> _Task 1_: Do these statements agree with the PCP architecture page? For each, answer yes or no and quote the page's deciding words. (a) IREE handles graph construction. (b) The Network Layer uses Cap'n Proto serialization. (c) The gateway's worker-fabric controller holds the "true" model parameters.
> _Task 2_: Can you copy the PCP architecture page word for word, from "Core Layers" to "for this component."?
> _Task 3_: Can you resume the PCP architecture page after its final sentence and keep writing it?

> _Page_:
<<<<

The system leverages MLIR (Multi-Level Intermediate Representation) for graph construction and IREE (Intermediate Representation Execution Environment) for universal hardware targeting (CUDA, ROCm, Metal, Vulkan, CPU).

Table of Contents

Architecture Overview

PCP separates the definition of computation (MLIR) from its execution (IREE). In the public topology, gateways host controller subsystems for training, RL, and inference and own the worker-fabric endpoint. Internally, parts of the training worker-fabric controller are still historically named "Shepherd" in code.

┌──────────────────────────────────────────────────────────────────────┐
│                      Shepherd (Coordinator)                          │
├──────────────────────────────────────────────────────────────────────┤
│  Model .mlir → MLIR Builder → Autodiff → Optimizer Injection         │
│                                  ↓                                    │
│                         IREE Compiler (iree-compile)                 │
│                                  ↓                                    │
│                    VMFB Bytecode + Initial Parameters                │
└──────────────────────────────┬───────────────────────────────────────┘
                               │ TCP + Cap'n Proto
                               ▼
┌──────────────────────────────────────────────────────────────────────┐
│                       Compute Node (Node Manager)                    │
├──────────────────────────────────────────────────────────────────────┤
│  ┌────────────┐      ┌────────────┐          ┌────────────┐          │
│  │ Supervisor │      │ Supervisor │          │ Supervisor │          │
│  │     ↓      │      │     ↓      │   ...    │     ↓      │          │
│  │   Worker   │      │   Worker   │          │   Worker   │          │
│  │   (GPU 0)  │      │   (GPU 1)  │          │   (GPU N)  │          │
│  └────────────┘      └────────────┘          └────────────┘          │
└──────────────────────────────────────────────────────────────────────┘

Core Layers

  1. Algorithm Layer: Implements DiLoCo (Inner loop on workers, Outer loop on Shepherd)
  2. MLIR Layer: Manages StableHLO dialects, tensor shapes, and graph construction
  3. Execution Layer: Uses iree-compile for AOT compilation and iree_runtime for execution
  4. Network Layer: TCP framing with Cap'n Proto serialization for high-throughput tensor transfer

Distributed Training System

Gateway Worker-Fabric Controller (src/nodes/gateway/controllers/training_controller.zig)

The gateway-owned worker-fabric controller acts as the master node for distributed training. It holds the "true" model parameters and orchestrates the training lifecycle. Internally the code still uses the historical Shepherd name for this component.

>>>>

> _Material_:

<<<<

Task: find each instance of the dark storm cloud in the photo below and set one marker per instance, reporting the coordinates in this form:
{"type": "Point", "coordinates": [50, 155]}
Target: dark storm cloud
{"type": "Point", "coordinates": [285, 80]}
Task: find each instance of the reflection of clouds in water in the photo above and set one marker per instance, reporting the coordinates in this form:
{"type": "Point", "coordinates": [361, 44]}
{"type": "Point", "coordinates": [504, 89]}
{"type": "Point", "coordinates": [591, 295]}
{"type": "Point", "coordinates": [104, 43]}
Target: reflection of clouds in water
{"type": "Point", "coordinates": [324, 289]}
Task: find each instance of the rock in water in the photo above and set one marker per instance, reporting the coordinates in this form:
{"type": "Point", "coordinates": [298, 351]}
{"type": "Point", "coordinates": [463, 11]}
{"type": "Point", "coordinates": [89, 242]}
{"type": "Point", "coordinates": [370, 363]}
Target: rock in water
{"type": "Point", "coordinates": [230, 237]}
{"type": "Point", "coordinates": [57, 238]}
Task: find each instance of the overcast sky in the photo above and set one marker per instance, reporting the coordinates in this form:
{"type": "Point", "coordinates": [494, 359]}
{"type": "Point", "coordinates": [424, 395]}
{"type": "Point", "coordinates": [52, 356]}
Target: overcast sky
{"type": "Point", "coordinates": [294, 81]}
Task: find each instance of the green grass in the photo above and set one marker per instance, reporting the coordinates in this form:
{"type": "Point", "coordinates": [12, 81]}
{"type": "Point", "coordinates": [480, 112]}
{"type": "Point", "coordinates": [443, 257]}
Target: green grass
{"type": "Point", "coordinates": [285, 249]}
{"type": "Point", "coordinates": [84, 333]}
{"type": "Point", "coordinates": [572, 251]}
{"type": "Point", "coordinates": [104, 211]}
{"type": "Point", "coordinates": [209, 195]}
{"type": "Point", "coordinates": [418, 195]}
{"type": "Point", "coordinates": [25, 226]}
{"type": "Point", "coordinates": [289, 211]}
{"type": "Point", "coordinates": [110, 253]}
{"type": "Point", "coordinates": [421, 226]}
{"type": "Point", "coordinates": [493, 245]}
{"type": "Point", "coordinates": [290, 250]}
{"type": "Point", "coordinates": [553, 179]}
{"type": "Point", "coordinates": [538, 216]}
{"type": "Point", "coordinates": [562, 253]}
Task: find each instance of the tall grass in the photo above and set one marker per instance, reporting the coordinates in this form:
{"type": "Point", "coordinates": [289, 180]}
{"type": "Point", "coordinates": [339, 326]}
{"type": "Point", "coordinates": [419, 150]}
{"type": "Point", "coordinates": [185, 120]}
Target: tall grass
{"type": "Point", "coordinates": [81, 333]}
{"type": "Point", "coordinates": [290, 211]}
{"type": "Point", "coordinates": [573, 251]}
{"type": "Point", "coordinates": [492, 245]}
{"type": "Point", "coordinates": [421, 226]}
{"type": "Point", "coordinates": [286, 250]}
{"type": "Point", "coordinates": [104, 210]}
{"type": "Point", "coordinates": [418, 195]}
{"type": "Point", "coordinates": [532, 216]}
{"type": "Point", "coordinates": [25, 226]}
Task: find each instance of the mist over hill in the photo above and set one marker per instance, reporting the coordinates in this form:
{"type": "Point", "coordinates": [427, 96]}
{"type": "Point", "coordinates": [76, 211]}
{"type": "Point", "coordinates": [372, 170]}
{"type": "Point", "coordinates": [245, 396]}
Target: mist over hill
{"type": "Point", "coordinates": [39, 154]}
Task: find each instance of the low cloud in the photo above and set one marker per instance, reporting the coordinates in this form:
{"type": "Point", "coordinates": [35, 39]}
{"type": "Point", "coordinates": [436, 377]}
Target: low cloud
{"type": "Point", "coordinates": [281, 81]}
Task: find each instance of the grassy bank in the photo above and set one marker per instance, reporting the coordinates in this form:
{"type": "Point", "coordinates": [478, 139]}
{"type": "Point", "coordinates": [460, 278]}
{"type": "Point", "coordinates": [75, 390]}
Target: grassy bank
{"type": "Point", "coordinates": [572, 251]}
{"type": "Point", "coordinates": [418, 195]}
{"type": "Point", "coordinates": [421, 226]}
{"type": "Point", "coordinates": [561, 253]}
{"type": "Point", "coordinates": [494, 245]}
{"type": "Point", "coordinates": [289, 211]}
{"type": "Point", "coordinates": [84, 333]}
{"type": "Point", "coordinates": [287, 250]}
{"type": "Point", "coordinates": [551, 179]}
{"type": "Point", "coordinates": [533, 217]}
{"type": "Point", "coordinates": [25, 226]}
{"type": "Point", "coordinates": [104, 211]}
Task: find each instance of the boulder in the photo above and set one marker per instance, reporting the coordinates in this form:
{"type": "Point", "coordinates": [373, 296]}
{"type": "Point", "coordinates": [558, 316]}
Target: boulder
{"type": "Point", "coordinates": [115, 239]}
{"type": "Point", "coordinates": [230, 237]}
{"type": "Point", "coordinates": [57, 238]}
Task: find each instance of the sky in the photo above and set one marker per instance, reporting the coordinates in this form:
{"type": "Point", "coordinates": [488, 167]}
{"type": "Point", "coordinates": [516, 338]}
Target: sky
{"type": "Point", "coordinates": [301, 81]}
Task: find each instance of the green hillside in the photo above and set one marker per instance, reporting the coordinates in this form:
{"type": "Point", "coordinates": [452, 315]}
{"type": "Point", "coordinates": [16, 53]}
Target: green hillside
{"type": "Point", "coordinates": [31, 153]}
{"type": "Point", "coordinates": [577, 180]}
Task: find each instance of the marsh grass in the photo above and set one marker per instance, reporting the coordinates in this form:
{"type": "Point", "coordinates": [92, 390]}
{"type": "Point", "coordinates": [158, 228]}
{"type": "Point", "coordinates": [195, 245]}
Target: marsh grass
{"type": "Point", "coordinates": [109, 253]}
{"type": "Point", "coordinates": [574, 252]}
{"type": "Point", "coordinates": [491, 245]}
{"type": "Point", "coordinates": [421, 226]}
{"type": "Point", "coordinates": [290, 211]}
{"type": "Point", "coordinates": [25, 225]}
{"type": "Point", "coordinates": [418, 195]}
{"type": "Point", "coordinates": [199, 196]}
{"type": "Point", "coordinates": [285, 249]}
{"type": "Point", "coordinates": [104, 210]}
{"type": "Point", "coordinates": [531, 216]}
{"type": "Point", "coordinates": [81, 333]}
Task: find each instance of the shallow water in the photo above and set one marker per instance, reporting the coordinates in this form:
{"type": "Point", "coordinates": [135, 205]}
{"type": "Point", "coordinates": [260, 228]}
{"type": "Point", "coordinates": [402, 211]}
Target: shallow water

>>>>

> _Result 1_:
(a) No: "The system leverages MLIR (Multi-Level Intermediate Representation) for graph construction"
(b) Yes: "TCP framing with Cap'n Proto serialization for high-throughput tensor transfer"
(c) Yes: "It holds the "true" model parameters and orchestrates the training lifecycle."

> _Result 2_:
Core Layers

  1. Algorithm Layer: Implements DiLoCo (Inner loop on workers, Outer loop on Shepherd)
  2. MLIR Layer: Manages StableHLO dialects, tensor shapes, and graph construction
  3. Execution Layer: Uses iree-compile for AOT compilation and iree_runtime for execution
  4. Network Layer: TCP framing with Cap'n Proto serialization for high-throughput tensor transfer

Distributed Training System

Gateway Worker-Fabric Controller (src/nodes/gateway/controllers/training_controller.zig)

The gateway-owned worker-fabric controller acts as the master node for distributed training. It holds the "true" model parameters and orchestrates the training lifecycle. Internally the code still uses the historical Shepherd name for this component.

> _Result 3_:
Key Responsibilities:

  • Graph Construction: Loads the model MLIR, applies Autodiff, and injects the AdamW optimizer into the graph
  • Compilation: Invokes iree-compile to generate a .vmfb (Virtual Machine FlatBuffer) specific to the workers' target architecture
  • Parameter Aggregation: Receives updated parameters from workers, averages them, and applies the Nesterov Momentum update locally on the CPU
var worker_fabric = Shepherd.init(allocator);
defer worker_fabric.deinit();

// Start TCP server and wait for workers
try worker_fabric.listen("0.0.0.0", 8080);

Node Manager (src/nodes/node_manager.zig)

The Node Manager is the entry point for all compute nodes. It abstracts the complexity of multi-process management.

Responsibilities:

  • Scaling: Detects configuration and spawns N Supervisor processes (one per GPU).
  • Orchestration: Assigns sequential Device IDs to workers.
  • Staggering: Staggers worker startup to prevent I/O "thundering herd" issues.
  • Resilience: Each worker runs in a dedicated monitor thread with automatic restart on crash.

Supervisor Pattern (src/nodes/supervisor.zig)

To ensure fault tolerance, PCP implements a Supervisor pattern. The Supervisor is a lightweight parent process responsible for the lifecycle of a specific Worker.

Responsibilities:

  • Health Monitoring: Monitors the child Worker process. If a worker crashes (e.g., CUDA OOM, segfault), the Supervisor automatically respawns it.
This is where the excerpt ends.